PAGE EXTRACT>
Impressive video. Definitely inspiring this time of year! Time to go build some props.


----------



## N. Fantom (Sep 8, 2011)

Tokwik said:


> No kidding. Is there a way to send an "official" invite?


I just emailed them with an attachment of the official Hauntforum calling card and told them about our site


----------



## BioHazardCustoms (Aug 5, 2009)

My biggest problem with being a haunter is not enough storage space, and no matter how much I work on a prop, it never looks aged enough for me.


----------



## Death's Door (Mar 22, 2006)

My biggest challenge of the year is:


Street light directly across from my house;
Not having enough money to really do what I want to do with my yardhaunt
Dealing with vandalism
Getting in my costume this year. (gotten lazy with the exercising routine)


----------



## Dead Things (Apr 4, 2009)

My biggest challenge is the weather. October can be calm,warm and sunny and in the middle of it we can get 18" of snow dumped on us in 24 hours. Or it can be cold, windy and rainy, and in the middle of it get 18" of snow dumped in 24 hours. There's a coffin leaper somewhere in there.

SUPPLIED DATA>
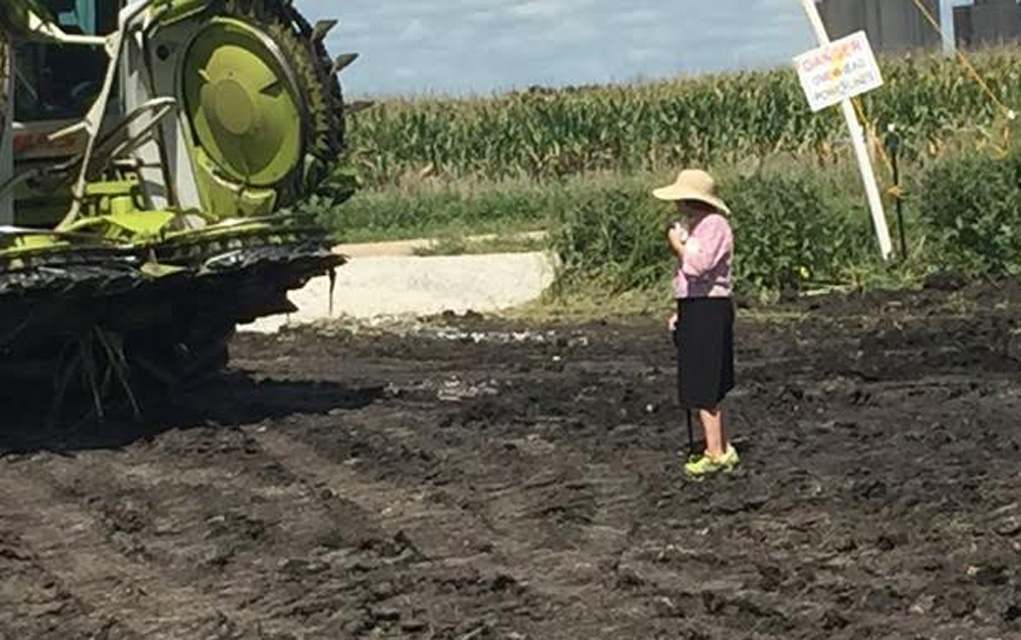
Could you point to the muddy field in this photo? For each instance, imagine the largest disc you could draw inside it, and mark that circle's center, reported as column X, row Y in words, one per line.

CHALLENGES>
(a) In the forum thread, how much snow does Dead Things say can be dumped in 24 hours?
(b) Write out the stretch of the forum thread from "## Death's Door" through "the exercising routine)" again, swapping "vandalism" for "theft".

RESPONSES TO THE TASKS>
(a) 18 inches

(b)
## Death's Door (Mar 22, 2006)

My biggest challenge of the year is:


Street light directly across from my house;
Not having enough money to really do what I want to do with my yardhaunt
Dealing with theft
Getting in my costume this year. (gotten lazy with the exercising routine)